Set down, in full, every record in the block.

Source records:
= = = =

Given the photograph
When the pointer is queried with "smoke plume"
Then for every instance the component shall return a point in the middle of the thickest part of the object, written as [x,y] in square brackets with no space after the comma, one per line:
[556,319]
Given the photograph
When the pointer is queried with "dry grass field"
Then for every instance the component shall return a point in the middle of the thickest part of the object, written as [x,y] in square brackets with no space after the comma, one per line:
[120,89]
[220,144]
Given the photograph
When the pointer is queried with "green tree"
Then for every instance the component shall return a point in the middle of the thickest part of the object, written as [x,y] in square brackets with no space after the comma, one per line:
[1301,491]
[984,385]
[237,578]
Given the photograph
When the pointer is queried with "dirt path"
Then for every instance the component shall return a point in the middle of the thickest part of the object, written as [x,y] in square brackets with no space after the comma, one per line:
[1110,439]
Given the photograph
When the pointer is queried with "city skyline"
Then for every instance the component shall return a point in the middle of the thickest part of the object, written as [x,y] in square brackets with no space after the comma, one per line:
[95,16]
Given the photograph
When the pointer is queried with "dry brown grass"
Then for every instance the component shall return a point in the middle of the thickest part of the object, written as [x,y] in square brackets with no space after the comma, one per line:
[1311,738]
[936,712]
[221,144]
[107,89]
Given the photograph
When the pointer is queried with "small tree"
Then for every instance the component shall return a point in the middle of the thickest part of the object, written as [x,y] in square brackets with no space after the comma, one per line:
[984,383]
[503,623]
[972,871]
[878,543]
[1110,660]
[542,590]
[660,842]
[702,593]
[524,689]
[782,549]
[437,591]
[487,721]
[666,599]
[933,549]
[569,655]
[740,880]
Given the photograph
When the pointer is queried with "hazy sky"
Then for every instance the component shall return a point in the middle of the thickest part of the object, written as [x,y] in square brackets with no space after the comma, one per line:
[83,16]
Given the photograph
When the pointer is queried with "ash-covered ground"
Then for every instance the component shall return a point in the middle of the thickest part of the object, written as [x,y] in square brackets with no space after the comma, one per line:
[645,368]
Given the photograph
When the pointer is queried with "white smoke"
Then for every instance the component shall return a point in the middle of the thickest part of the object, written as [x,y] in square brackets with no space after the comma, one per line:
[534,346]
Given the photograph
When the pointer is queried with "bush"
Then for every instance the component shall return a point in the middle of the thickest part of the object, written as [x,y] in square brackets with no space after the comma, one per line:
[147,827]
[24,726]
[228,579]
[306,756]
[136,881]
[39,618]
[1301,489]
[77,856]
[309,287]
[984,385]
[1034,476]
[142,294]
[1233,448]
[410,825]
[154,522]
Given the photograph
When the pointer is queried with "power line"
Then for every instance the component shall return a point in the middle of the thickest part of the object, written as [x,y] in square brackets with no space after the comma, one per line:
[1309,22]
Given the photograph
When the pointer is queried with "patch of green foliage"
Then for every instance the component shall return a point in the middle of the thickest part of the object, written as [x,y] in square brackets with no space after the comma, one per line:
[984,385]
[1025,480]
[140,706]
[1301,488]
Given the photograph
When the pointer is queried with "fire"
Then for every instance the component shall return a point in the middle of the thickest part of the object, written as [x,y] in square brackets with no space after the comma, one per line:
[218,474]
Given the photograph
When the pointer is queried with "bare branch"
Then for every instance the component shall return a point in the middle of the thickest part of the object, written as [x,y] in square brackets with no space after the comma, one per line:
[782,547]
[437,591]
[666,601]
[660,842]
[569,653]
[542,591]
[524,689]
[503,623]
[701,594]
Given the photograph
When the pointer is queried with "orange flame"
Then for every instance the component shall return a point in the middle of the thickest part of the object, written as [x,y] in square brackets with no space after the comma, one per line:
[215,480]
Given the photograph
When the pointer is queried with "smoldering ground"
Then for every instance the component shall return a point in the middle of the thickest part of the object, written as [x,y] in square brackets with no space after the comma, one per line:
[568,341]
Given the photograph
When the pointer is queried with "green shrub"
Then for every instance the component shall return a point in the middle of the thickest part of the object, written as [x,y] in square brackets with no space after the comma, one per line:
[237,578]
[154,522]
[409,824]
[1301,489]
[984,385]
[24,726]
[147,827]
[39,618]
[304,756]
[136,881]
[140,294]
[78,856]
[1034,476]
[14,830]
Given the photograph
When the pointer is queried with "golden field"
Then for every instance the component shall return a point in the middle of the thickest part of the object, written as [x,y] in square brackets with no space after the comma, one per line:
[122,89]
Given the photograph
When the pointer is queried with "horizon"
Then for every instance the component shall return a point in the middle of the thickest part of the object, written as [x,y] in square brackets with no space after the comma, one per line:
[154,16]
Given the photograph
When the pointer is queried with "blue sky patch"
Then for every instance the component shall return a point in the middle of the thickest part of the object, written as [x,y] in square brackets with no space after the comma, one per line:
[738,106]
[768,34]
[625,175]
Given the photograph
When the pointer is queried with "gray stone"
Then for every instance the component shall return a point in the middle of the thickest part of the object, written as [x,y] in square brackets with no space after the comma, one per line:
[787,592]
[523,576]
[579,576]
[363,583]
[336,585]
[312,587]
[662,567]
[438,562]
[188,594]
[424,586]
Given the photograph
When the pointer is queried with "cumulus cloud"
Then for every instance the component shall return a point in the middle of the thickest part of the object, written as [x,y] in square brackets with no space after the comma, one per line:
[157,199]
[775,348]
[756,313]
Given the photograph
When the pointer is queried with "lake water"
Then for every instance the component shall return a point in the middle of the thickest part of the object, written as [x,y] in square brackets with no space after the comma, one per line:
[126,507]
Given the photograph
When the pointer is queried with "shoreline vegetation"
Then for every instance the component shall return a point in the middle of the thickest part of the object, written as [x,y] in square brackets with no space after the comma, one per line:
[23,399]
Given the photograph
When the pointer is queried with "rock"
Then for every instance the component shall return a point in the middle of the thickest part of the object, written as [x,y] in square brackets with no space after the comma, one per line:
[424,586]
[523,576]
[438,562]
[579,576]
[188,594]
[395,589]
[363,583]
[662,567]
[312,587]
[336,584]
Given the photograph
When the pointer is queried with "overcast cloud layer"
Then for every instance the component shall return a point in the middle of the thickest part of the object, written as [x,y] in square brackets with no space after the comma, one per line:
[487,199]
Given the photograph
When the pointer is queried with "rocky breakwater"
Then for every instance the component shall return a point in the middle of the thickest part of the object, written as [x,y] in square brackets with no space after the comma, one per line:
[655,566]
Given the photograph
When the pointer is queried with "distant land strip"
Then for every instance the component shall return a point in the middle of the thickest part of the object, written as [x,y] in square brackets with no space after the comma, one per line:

= = = =

Solution:
Given the photograph
When the pointer is queried with "smoke plume"
Then for every instance the component shall return a point in the middle of the thickest part of the object, written as [x,y] in square brackets with no space after the comma, one per line:
[556,319]
Given the photograph
When the pointer is queried with "dry grass field"
Then for every instance the component shall return a point in the middle of the thickest part of the object, written as [x,y] in square brackets with no space after the comma, one per line:
[120,89]
[220,144]
Given the photograph
When the pointer is queried with "green tree"
Then for every instance the component shall return a point in the middle of the thickest part of the object, written as [x,y] in square brackets with no space after the comma, one per line:
[1301,491]
[984,385]
[237,578]
Given the photograph
When the pointer is queried with "dirt path"
Then for every instance the component shall return a point in the middle of the thickest part of the object, written as [x,y] in square brackets with no space after the comma, one per line:
[1110,439]
Given the photograph
When the pointer is queried with "city skyline"
Then for every instance the component shall return a point in the middle of the thickest part of the object, written as [x,y] in square brackets with no space after the comma, one per line:
[95,16]
Given the photograph
When the pointer is queried with "dry brown grass"
Then for every instance the component shall return a point in the middle of the thickest part of the object, written as [x,y] in square brackets with no space after the comma, one per line:
[1311,738]
[936,712]
[221,144]
[107,89]
Given the photograph
When the pointer is queried with "small tree"
Then for every instance the component shall return a point in the middle of the thickest part of the object, written as [x,y] in square brackets with no space after the comma, one per line:
[984,383]
[503,623]
[972,871]
[878,543]
[1110,660]
[542,590]
[660,842]
[702,593]
[524,689]
[782,549]
[437,591]
[487,721]
[666,599]
[933,549]
[569,655]
[740,880]
Given the photograph
When the pointer is queried with "hazy sky"
Then for every instance the component shall return a point in the middle of the thickest part of the object, written as [x,y] in square brackets with no space after the comma, one per line:
[83,16]
Given the photograph
When the pointer is queried with "ash-covered ground"
Then for every instance the component shall return a point in the middle of the thickest part of the object, written as [x,y] in square brackets with no space after the comma, one per line:
[645,368]
Given the photograph
When the pointer is queried with "white smoke"
Then for every instance the component shall return a point in the middle of the thickest part of the object, written as [x,y] in square brackets with no space after the comma, one per line:
[534,346]
Given the photograph
When the pointer is queried with "bush"
Then for every instance the component shall return a point in the middle of the thickest part of the object, written as [x,y] in square brackets with no space after the comma, one per line:
[147,827]
[24,726]
[228,579]
[306,756]
[136,881]
[39,618]
[1301,489]
[77,856]
[309,287]
[984,385]
[1034,476]
[142,294]
[1233,448]
[410,825]
[154,522]
Given the photograph
When the pointer is queried with "power line"
Then for every instance the component shall return a point in the middle of the thickest part of the object, written as [x,y] in square brackets with no space after the comma, one per line:
[1309,22]
Given the photograph
When the pointer is queried with "patch of green foliage"
Then for every instance the component shall return a point in the middle of the thickest part of the object, written as [x,y] in square brackets with no space after the comma, one per line:
[984,385]
[1025,480]
[140,706]
[1301,488]
Given the photograph
When the pointer is queried with "fire"
Then for every instance the component shall return a point in the middle of the thickest part of the object, written as [x,y] in square brackets with no space after the comma, one per line:
[218,474]
Given the photograph
When the pointer is queried with "bare branch"
Then for every instance the component shall return a point in the middle of the thickest part of the object, written as [x,y] in square brackets with no space after the comma, one per line:
[782,547]
[437,591]
[666,601]
[660,842]
[569,653]
[542,591]
[524,689]
[503,623]
[701,594]
Given the photograph
When the pointer is queried with "orange flame"
Then for every instance the component shall return a point in the middle of the thickest part of the object, written as [x,y] in square brackets with no space after the comma, one per line:
[215,480]
Given the photograph
When the pointer is queried with "smoldering ground"
Then for every instance the component shall return a point in the middle of the thickest part of the object, written as [x,y] in square brackets with no space after the comma, one per line:
[568,341]
Given the photograph
When the pointer is queried with "green shrub"
Then for every instance the component shall return a point in the middle of the thickest part of the object, written as [x,y] in square brackets with no space after the comma, one per line:
[237,578]
[154,522]
[409,824]
[1301,489]
[984,385]
[24,726]
[147,827]
[39,618]
[304,756]
[136,881]
[140,294]
[78,856]
[1034,476]
[14,830]
Given the photograph
When the pointer is queried with "golden field"
Then for every instance the component shall return a point in the middle of the thickest part of the object, written as [x,y] in square brackets with no space after the comma, one per line:
[122,89]
Given the photograph
When the pointer is queried with "horizon"
Then for every instance the component shall return a point in the middle of the thickest part of the object, written as [x,y] in square brackets with no space after the comma, one per line:
[154,16]
Given the photograph
When the pointer is queried with "blue sky patch"
Then for every instance the component shall return a point in the middle of the thickest part of the object, written as [x,y] in square brackets with no space after the comma, one per line:
[738,106]
[768,34]
[625,175]
Given the photograph
When the pointer is queried with "gray stone"
Then for every instance the component shall return a point in the middle of the thickest part of the object, written as [x,y] in square brackets with no space after the comma, one per line:
[787,592]
[523,576]
[579,576]
[363,583]
[336,585]
[312,587]
[662,567]
[438,562]
[188,594]
[424,586]
Given the photograph
When the pointer is queried with "cumulus cloud"
Then for every instance the component shall return a point in the middle of the thickest part of the object, written as [x,y] in square brackets with no space after the comma, one per line:
[157,199]
[775,348]
[756,313]
Given the photograph
When the pointer is queried with "lake water"
Then for every instance the component shall return a point in the middle of the thickest part of the object, written as [x,y] in square brackets with no space after the comma, one per line:
[126,507]
Given the photograph
When the pointer is queried with "shoreline vegetation"
Then for every instance the component shall return a point in the middle of the thickest part of the object, written as [x,y] in square brackets with no space after the comma, one per line:
[23,399]
Given the photograph
When the pointer is queried with "rock"
Then for every instance the component shall return a point in the middle of the thickest part of the object, written as [x,y] in square brackets with no space after the comma, one per line:
[424,586]
[523,576]
[438,562]
[579,576]
[188,594]
[395,589]
[363,583]
[662,567]
[312,587]
[336,584]
Given the photograph
When the pointer is queried with "overcast cloud layer"
Then for every instance the component shall return a point in the middle of the thickest part of the object, written as [x,y] in square brackets with no space after the comma, one per line:
[487,199]
Given the photograph
When the pointer is queried with "rocky breakwater"
Then for every instance the component shall return a point in the middle of the thickest part of the object, written as [x,y] in square brackets with no space after the comma, one per line:
[655,566]
Given the photograph
When the pointer is queried with "distant land strip"
Then for every instance the component shall return a point in the middle of the thickest part of the object, written as [x,y] in square brackets with no space after the comma, one per line:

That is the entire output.